* Data supplied:
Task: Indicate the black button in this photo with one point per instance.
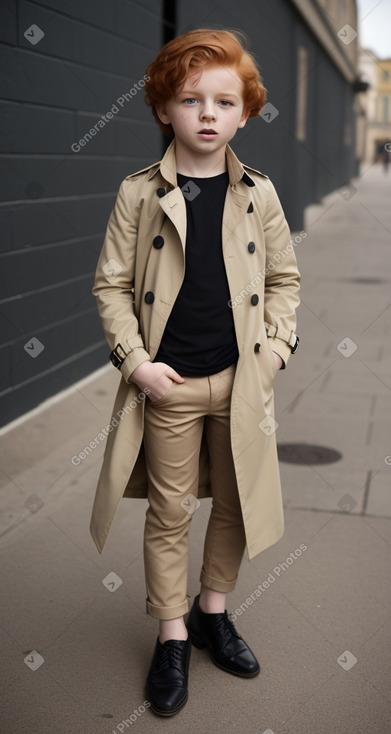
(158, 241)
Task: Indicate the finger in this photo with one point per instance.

...

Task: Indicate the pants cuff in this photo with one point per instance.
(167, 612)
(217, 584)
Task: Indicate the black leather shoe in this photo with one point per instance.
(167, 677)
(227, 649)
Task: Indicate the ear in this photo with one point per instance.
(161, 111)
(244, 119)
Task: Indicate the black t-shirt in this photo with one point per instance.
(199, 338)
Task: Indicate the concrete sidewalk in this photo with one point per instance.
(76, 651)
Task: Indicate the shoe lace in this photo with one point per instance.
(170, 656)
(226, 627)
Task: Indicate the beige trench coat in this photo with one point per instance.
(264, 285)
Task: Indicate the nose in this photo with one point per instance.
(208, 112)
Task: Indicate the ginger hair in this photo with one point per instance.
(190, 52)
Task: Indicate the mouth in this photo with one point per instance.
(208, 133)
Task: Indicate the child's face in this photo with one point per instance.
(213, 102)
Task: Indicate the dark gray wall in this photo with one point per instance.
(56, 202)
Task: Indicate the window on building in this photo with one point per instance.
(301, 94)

---

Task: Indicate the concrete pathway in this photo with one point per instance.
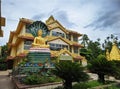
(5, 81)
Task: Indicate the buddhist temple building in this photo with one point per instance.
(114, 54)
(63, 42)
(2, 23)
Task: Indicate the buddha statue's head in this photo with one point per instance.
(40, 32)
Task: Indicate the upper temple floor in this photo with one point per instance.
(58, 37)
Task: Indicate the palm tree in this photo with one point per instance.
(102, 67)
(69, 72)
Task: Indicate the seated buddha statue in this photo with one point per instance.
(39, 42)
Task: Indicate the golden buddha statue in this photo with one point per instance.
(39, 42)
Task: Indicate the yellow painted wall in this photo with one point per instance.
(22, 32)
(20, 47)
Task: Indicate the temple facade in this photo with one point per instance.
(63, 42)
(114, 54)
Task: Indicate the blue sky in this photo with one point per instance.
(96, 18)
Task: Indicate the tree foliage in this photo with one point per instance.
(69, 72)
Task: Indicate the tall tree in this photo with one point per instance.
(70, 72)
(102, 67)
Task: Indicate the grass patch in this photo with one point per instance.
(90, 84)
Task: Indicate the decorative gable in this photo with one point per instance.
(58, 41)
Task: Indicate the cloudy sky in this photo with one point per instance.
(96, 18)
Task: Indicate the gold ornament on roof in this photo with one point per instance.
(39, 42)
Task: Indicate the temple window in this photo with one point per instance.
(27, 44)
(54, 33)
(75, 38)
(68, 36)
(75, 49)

* What is needed:
How many lines in the listing above contain the word "concrete"? Reply with the number alone.

* Answer to the problem:
2